Top of Working data
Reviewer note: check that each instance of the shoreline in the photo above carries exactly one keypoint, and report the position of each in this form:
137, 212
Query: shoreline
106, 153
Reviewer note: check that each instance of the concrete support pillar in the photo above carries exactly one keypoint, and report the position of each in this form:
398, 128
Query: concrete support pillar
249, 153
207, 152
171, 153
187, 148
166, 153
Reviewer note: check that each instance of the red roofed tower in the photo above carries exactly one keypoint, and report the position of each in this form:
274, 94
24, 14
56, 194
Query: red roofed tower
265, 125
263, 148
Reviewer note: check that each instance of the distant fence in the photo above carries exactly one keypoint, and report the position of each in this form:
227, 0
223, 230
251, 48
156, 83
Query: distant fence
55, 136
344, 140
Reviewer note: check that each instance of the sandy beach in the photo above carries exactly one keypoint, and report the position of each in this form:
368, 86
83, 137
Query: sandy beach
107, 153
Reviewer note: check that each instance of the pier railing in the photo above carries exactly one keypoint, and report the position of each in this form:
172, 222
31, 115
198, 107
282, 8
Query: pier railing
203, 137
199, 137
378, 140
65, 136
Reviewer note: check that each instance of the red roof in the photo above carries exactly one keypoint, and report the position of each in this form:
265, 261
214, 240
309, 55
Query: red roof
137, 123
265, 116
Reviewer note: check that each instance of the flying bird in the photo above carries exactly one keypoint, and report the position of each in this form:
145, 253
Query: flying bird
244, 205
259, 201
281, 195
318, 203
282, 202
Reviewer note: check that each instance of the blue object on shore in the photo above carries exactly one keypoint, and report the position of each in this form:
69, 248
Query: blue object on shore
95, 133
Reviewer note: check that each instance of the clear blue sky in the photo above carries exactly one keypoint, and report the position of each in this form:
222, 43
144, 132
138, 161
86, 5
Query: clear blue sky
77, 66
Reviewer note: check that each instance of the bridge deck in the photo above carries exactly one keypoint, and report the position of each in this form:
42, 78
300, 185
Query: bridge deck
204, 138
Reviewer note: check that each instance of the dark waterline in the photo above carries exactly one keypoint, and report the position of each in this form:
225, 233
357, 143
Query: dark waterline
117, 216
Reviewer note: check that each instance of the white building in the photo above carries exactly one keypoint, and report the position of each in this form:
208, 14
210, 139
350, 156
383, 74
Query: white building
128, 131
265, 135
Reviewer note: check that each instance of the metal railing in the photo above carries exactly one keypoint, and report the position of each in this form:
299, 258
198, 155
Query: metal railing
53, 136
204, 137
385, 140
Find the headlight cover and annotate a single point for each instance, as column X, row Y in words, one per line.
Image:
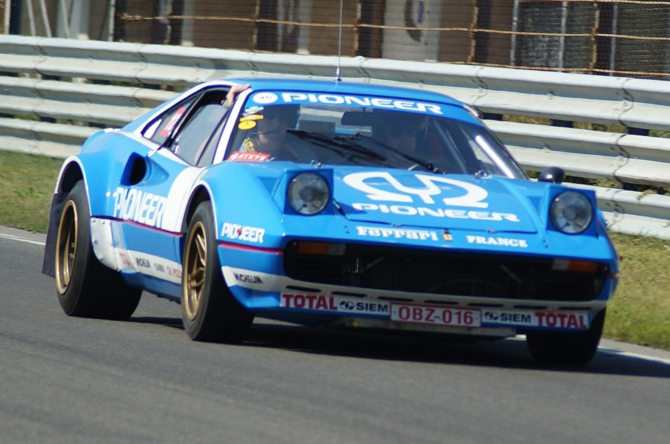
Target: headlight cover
column 308, row 193
column 571, row 212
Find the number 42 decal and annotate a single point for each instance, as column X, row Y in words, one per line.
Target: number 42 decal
column 473, row 197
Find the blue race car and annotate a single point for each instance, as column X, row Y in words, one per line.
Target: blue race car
column 332, row 205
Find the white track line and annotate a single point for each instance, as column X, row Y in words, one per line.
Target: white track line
column 22, row 239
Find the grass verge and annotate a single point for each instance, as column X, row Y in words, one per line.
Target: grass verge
column 639, row 312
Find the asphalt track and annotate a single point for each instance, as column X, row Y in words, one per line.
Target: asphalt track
column 68, row 380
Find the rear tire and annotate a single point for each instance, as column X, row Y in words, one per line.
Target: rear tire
column 209, row 311
column 566, row 349
column 85, row 287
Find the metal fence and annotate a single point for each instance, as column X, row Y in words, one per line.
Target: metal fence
column 609, row 37
column 56, row 92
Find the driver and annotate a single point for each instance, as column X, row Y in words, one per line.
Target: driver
column 403, row 131
column 268, row 135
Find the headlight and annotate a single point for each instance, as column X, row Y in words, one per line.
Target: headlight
column 571, row 212
column 308, row 193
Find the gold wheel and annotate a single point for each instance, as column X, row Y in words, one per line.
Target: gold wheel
column 195, row 268
column 66, row 246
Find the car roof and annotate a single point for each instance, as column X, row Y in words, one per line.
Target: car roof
column 345, row 87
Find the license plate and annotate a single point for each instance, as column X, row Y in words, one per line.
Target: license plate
column 418, row 314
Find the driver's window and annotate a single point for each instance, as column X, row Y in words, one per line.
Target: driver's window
column 160, row 129
column 203, row 120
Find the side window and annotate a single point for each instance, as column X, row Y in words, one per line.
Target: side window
column 161, row 128
column 203, row 120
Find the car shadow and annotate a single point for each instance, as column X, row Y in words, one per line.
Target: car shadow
column 424, row 348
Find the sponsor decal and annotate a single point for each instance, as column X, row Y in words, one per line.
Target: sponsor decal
column 323, row 302
column 125, row 262
column 406, row 210
column 394, row 233
column 248, row 278
column 141, row 262
column 243, row 233
column 242, row 156
column 265, row 98
column 574, row 321
column 342, row 99
column 497, row 241
column 173, row 272
column 155, row 266
column 432, row 186
column 139, row 206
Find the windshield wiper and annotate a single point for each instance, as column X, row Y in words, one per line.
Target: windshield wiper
column 344, row 147
column 422, row 163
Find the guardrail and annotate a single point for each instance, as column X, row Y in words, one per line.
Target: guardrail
column 64, row 90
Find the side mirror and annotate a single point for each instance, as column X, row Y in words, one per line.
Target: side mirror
column 552, row 174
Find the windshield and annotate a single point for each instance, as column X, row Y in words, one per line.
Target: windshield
column 367, row 132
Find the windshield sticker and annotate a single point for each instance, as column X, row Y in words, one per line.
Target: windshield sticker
column 264, row 98
column 244, row 156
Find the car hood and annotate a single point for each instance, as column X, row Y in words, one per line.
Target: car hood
column 452, row 202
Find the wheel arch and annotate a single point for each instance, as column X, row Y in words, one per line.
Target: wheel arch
column 71, row 173
column 200, row 194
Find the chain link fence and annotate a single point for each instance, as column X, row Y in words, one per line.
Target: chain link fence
column 623, row 38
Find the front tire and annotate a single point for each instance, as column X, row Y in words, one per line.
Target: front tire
column 85, row 287
column 566, row 349
column 209, row 310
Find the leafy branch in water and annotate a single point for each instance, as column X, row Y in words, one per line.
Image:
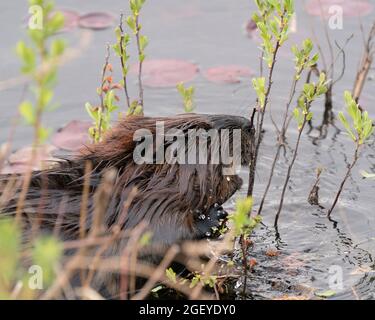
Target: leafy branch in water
column 302, row 115
column 187, row 95
column 360, row 129
column 272, row 19
column 39, row 62
column 244, row 225
column 142, row 42
column 121, row 49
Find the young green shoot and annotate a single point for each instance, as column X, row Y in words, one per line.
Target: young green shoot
column 272, row 19
column 187, row 95
column 142, row 42
column 302, row 114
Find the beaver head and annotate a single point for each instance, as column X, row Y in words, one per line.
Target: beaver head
column 171, row 193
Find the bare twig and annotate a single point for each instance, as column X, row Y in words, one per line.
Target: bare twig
column 354, row 161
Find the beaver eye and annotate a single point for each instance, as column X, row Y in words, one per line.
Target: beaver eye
column 247, row 129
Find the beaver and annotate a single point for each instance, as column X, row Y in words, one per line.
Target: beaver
column 177, row 201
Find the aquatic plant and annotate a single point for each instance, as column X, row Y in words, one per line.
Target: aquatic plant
column 26, row 271
column 303, row 59
column 187, row 95
column 101, row 114
column 302, row 114
column 272, row 20
column 121, row 48
column 40, row 58
column 359, row 129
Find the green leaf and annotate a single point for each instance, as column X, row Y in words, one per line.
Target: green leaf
column 171, row 275
column 46, row 253
column 57, row 47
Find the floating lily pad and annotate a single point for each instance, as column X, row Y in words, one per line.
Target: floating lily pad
column 227, row 74
column 73, row 136
column 16, row 168
column 350, row 8
column 71, row 19
column 166, row 73
column 97, row 20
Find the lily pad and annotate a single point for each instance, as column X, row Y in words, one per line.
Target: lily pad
column 97, row 20
column 73, row 136
column 19, row 161
column 251, row 28
column 227, row 74
column 166, row 72
column 16, row 168
column 325, row 294
column 367, row 175
column 350, row 8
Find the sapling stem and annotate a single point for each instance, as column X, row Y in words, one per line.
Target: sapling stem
column 123, row 63
column 102, row 106
column 281, row 138
column 347, row 175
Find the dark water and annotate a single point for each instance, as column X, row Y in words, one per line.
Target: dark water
column 211, row 33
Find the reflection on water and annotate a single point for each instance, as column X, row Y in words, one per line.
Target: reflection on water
column 211, row 33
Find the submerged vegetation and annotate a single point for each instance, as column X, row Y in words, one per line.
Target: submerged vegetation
column 208, row 276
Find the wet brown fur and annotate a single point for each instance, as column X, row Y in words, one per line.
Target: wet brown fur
column 168, row 196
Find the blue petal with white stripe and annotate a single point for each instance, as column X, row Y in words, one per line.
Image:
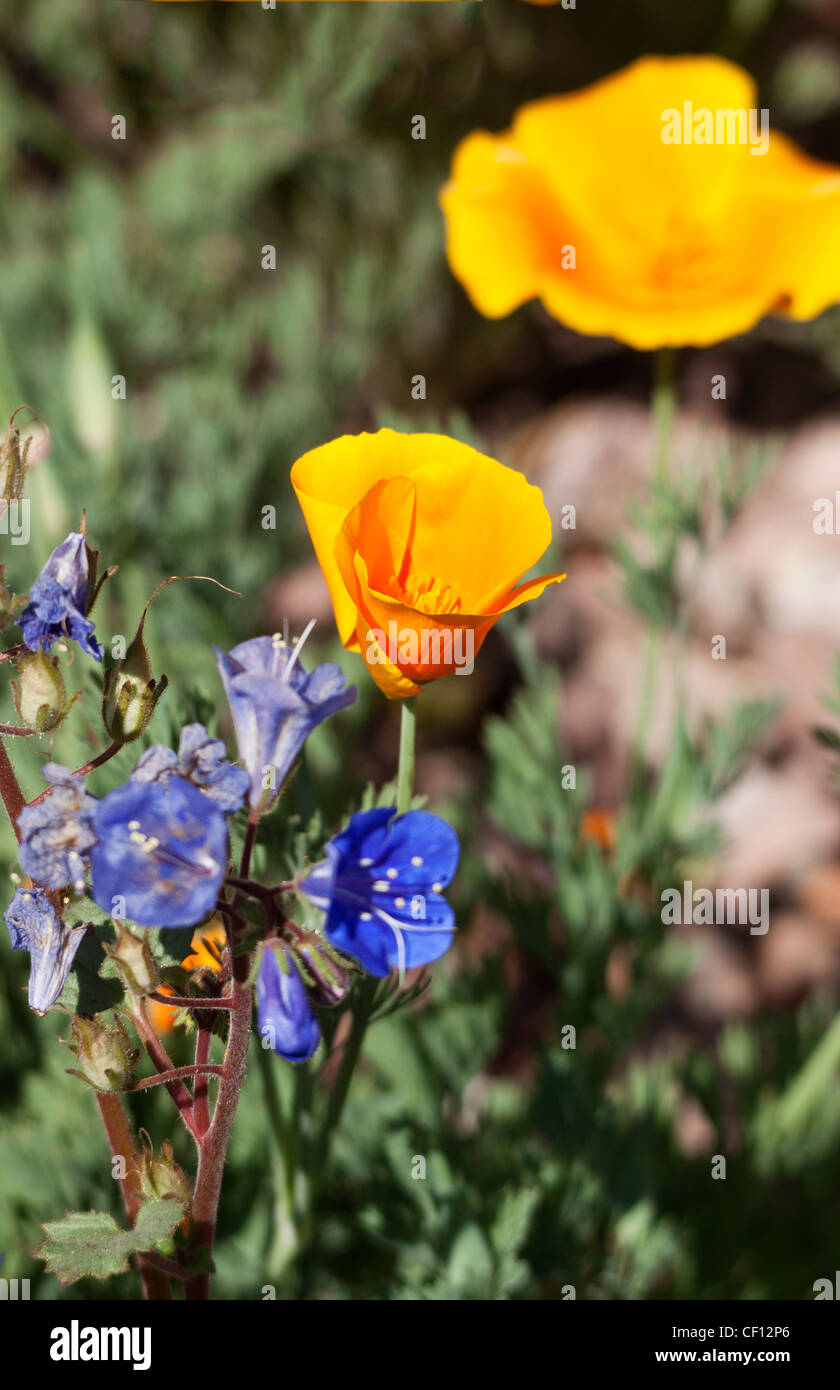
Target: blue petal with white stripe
column 380, row 887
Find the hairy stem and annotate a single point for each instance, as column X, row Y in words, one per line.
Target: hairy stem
column 200, row 1096
column 177, row 1072
column 214, row 1144
column 162, row 1061
column 10, row 790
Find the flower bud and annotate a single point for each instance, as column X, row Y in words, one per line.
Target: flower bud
column 130, row 692
column 331, row 982
column 105, row 1052
column 134, row 961
column 160, row 1176
column 39, row 694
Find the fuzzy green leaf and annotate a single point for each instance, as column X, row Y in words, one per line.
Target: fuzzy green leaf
column 91, row 1244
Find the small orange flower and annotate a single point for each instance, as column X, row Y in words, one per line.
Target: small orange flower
column 160, row 1015
column 598, row 827
column 655, row 207
column 423, row 542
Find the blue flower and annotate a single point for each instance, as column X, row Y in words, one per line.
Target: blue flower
column 380, row 887
column 59, row 601
column 200, row 761
column 285, row 1018
column 276, row 704
column 57, row 833
column 35, row 927
column 160, row 854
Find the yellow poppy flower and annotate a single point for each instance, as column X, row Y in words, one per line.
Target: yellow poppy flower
column 423, row 542
column 590, row 205
column 162, row 1015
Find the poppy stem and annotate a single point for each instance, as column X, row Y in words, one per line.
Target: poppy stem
column 664, row 403
column 405, row 770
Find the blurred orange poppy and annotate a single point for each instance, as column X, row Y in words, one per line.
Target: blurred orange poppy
column 655, row 207
column 423, row 542
column 160, row 1015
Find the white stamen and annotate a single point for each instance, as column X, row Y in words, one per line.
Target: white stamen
column 298, row 647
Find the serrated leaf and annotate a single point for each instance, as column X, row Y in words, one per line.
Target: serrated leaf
column 91, row 1244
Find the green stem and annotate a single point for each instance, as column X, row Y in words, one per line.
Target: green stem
column 405, row 772
column 664, row 405
column 664, row 412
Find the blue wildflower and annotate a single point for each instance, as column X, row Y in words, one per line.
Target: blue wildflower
column 59, row 601
column 34, row 926
column 57, row 833
column 284, row 1014
column 200, row 761
column 276, row 704
column 160, row 854
column 380, row 887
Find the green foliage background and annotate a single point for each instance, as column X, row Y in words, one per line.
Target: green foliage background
column 142, row 257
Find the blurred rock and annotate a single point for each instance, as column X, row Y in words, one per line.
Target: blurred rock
column 298, row 595
column 794, row 957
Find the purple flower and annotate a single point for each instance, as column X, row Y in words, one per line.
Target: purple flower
column 276, row 704
column 160, row 854
column 59, row 601
column 200, row 761
column 35, row 927
column 57, row 833
column 380, row 887
column 285, row 1018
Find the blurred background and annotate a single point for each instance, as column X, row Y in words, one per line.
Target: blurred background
column 548, row 1166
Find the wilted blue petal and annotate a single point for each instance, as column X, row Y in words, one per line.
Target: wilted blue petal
column 57, row 833
column 276, row 704
column 200, row 761
column 35, row 927
column 59, row 599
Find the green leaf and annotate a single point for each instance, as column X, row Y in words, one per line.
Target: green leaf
column 91, row 1244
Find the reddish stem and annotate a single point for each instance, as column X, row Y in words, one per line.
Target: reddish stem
column 177, row 1073
column 10, row 791
column 156, row 1285
column 163, row 1064
column 82, row 772
column 200, row 1096
column 182, row 1001
column 213, row 1150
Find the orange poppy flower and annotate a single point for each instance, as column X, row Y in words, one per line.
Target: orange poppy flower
column 423, row 544
column 160, row 1015
column 655, row 207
Bottom of Working data
- **Problem statement**: Drop the pictures; return the lines above from the line containing "Find the sapling" to the line containing "Find the blue flower", both included, exactly.

- **Result of this exercise**:
Find the sapling stem and annotate a single point for each instance, as column X, row Y in words, one per line.
Target: sapling stem
column 123, row 63
column 102, row 106
column 281, row 138
column 347, row 175
Find the dark water and annotate a single point for each instance, as column X, row Y in words, one per line.
Target: dark water
column 211, row 33
Find the reflection on water and annotate a single point for each instance, as column X, row Y in words, one per line.
Target: reflection on water
column 211, row 33
Find the submerged vegetation and annotate a single point for each instance, as column X, row Y in words, one per line.
Target: submerged vegetation
column 208, row 276
Find the wet brown fur and annotate a single point for each instance, as column X, row Y in words, one per line.
Target: wet brown fur
column 168, row 196
Find the blue petal with white stripe and annotate a single point for each instance, as column X, row Y in words, one per line.
Image:
Target: blue petal with white stripe
column 380, row 887
Find the hairy stem and annotate a single point for each instance, as column X, row Y in words, one per line.
Target: hairy stem
column 200, row 1096
column 177, row 1072
column 214, row 1144
column 162, row 1061
column 10, row 790
Find the flower bud and annotate a single point for each instance, as column X, row Y in words, one per line.
Target: flower bud
column 130, row 692
column 331, row 982
column 105, row 1052
column 134, row 961
column 160, row 1176
column 39, row 694
Find the fuzzy green leaf and annotate a single point for each instance, as column X, row Y in words, one per line.
Target: fuzzy green leaf
column 91, row 1244
Find the small orange flower and annotate a single point for each instance, as column X, row Y in words, one per line.
Target: small orange flower
column 160, row 1015
column 598, row 827
column 655, row 207
column 423, row 542
Find the blue flower and annotate a single point for each instance, as column X, row Y in words, one per line.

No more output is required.